→ **WRITTEN EXERCISE**
Copy out the lines below word for word, starting with the line that contains "[locate] advertising banner" and ending with the line that contains "Target: catcher's shin guard", both included.

→ **DATA SHOWN**
================

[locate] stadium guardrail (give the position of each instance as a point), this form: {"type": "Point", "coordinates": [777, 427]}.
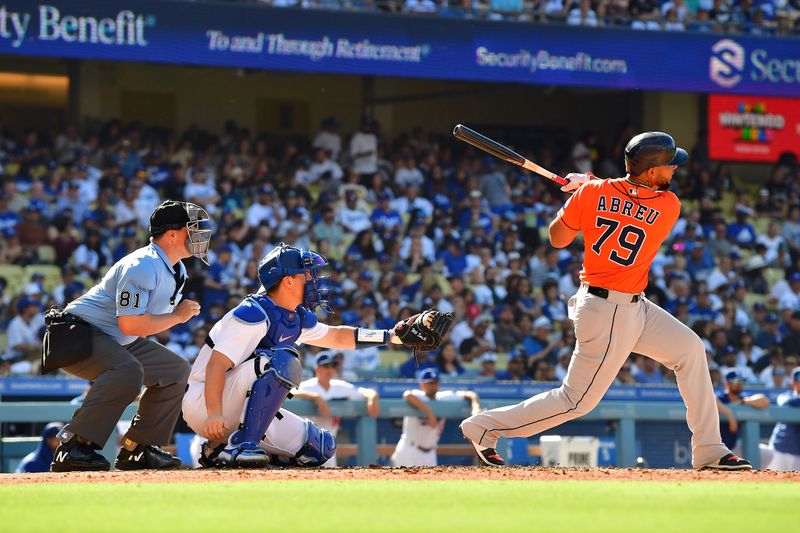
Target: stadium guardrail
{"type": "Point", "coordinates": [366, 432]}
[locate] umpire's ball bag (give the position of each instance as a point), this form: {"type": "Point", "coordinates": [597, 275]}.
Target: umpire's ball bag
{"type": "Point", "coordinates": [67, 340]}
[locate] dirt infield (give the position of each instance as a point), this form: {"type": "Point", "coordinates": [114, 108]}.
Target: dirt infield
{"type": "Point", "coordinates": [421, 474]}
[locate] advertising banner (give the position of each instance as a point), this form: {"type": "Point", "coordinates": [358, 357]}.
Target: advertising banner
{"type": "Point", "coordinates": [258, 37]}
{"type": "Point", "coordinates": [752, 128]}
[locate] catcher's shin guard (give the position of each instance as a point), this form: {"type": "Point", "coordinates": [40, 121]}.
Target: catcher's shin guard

================

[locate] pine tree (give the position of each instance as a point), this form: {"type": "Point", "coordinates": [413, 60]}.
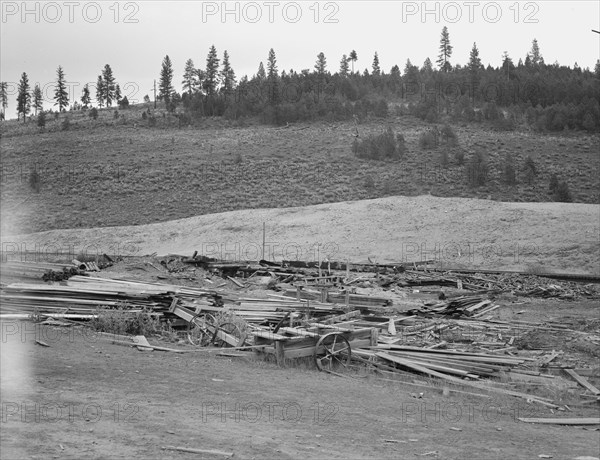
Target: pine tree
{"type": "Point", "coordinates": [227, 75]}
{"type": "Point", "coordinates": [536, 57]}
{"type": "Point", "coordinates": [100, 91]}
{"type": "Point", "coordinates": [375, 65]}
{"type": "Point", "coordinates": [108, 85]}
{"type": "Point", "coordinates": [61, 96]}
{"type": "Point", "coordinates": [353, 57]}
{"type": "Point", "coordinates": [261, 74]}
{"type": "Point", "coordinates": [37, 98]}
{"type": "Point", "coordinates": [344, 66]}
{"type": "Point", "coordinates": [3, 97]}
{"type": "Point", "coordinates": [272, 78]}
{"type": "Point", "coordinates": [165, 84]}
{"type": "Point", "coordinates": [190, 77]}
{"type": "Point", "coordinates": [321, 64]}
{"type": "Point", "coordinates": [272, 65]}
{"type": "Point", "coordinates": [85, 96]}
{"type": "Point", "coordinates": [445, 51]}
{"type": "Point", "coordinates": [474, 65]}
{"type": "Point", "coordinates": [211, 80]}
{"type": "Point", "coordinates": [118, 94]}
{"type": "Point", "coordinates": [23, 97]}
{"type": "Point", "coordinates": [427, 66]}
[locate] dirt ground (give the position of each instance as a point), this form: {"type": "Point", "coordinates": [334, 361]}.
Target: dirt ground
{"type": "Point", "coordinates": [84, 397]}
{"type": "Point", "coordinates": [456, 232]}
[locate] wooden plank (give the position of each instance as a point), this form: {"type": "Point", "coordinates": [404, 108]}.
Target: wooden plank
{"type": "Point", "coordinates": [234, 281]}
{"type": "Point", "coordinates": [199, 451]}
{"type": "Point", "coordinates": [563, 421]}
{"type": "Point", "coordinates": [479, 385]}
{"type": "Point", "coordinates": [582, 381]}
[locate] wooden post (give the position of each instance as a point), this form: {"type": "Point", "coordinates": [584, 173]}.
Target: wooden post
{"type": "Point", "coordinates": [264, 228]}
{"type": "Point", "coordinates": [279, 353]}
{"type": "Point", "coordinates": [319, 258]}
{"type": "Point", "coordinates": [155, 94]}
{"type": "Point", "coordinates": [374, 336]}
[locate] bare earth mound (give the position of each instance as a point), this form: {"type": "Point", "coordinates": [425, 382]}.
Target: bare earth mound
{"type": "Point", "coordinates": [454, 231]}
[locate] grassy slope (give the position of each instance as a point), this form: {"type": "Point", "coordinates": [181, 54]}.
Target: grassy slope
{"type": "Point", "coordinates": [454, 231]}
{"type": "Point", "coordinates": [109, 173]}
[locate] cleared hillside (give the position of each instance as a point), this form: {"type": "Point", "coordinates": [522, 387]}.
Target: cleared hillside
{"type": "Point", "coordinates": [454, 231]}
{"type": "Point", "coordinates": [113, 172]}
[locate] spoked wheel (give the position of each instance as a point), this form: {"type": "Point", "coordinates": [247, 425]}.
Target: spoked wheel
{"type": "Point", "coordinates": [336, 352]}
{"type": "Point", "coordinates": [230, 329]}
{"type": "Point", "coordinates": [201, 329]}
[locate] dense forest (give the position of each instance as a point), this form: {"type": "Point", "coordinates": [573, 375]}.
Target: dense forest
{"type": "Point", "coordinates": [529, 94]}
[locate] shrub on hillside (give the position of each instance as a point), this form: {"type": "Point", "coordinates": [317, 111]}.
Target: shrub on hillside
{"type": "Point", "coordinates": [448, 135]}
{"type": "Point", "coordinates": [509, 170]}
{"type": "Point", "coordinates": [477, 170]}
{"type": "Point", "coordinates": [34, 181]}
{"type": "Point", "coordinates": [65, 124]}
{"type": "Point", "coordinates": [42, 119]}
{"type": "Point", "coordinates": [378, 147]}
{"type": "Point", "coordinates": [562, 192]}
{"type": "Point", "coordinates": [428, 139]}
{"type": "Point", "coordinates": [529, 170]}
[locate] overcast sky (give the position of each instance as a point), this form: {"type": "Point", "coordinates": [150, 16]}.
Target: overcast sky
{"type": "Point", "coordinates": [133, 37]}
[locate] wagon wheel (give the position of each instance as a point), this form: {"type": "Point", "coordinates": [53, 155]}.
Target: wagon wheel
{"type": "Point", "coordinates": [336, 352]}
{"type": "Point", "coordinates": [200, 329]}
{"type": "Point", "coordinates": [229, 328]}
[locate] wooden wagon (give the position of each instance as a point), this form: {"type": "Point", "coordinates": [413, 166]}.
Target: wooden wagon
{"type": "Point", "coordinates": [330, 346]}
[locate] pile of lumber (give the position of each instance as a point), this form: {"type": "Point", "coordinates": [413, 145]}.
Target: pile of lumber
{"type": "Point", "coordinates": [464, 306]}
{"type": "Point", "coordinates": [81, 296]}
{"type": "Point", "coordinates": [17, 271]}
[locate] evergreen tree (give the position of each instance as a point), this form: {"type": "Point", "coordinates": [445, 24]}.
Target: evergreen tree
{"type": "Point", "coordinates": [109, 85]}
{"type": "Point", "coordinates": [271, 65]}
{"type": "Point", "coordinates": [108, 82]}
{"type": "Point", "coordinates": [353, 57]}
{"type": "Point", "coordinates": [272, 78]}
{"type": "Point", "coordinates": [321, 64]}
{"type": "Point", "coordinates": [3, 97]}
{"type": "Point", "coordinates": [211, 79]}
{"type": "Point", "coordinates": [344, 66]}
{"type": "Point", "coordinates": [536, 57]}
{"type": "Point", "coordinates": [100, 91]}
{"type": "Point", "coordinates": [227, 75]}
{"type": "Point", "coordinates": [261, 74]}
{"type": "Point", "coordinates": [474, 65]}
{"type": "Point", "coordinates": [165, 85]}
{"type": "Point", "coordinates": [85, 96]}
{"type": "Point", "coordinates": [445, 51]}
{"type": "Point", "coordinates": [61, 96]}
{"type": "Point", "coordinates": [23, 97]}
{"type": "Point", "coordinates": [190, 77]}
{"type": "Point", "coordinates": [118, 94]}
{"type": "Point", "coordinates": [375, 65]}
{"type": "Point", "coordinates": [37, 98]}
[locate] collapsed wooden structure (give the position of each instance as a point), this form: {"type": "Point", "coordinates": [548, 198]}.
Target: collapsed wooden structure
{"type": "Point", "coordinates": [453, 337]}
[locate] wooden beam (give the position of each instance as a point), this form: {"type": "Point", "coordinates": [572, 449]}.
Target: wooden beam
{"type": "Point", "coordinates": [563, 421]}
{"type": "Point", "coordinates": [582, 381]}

================

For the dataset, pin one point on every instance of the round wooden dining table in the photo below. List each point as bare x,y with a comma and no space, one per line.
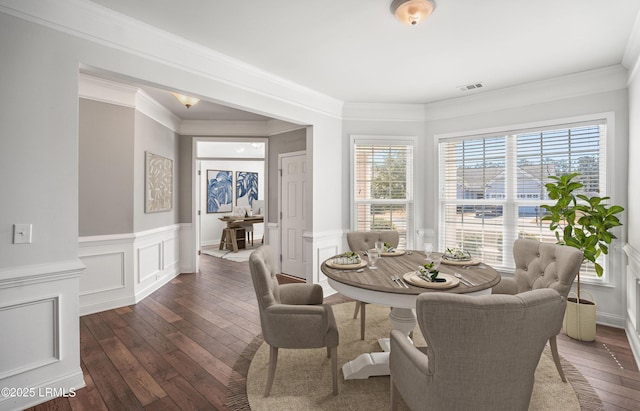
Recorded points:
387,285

================

→ **THE SOLUTION**
[locate] advertising banner (give the position of each instance as a point), this form: {"type": "Point", "coordinates": [358, 357]}.
Target: advertising banner
{"type": "Point", "coordinates": [258, 37]}
{"type": "Point", "coordinates": [752, 128]}
[locate] catcher's shin guard (give the position of each instance as a point), this form: {"type": "Point", "coordinates": [40, 121]}.
Target: catcher's shin guard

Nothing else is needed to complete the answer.